-- WHAT TO PRODUCE --
Would you quote every entry exactly, dropping only the pictures?

-- DATASET RECORDS --
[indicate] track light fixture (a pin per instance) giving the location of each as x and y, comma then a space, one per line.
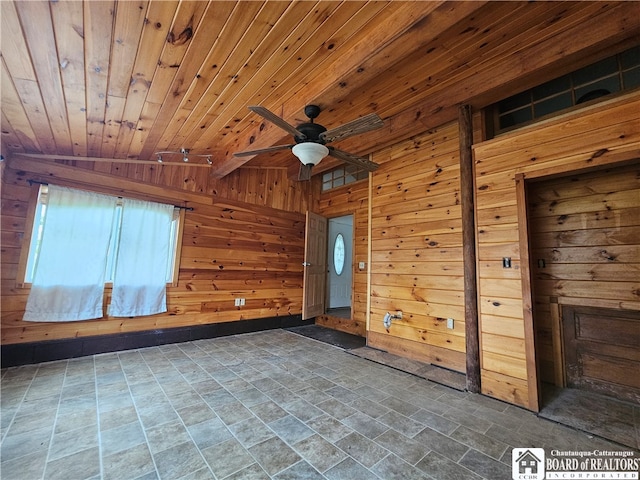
185, 155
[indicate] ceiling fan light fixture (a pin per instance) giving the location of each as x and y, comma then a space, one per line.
310, 153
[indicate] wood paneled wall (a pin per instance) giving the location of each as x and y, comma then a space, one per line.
585, 245
593, 136
416, 258
353, 200
230, 248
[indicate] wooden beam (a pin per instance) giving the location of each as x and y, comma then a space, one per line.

-- RESPONSE TO THIS EXERCISE --
[indicate] track light fixture (a pin per instance) giving the location of each as x and y, comma then a space, one per line.
185, 155
[indicate] ceiling fan light fixture (a pin per instance) giving the location of each as x and y, comma then a space, one per line.
310, 153
[indicate] wood paneled wall (a pin per instance) giving the location of each as x and y, comma then a space, one per line.
585, 245
593, 136
416, 258
353, 200
230, 248
[indicate] wooden beam (a pin per instance) giving the location of each as x and y, comma then a space, one per line.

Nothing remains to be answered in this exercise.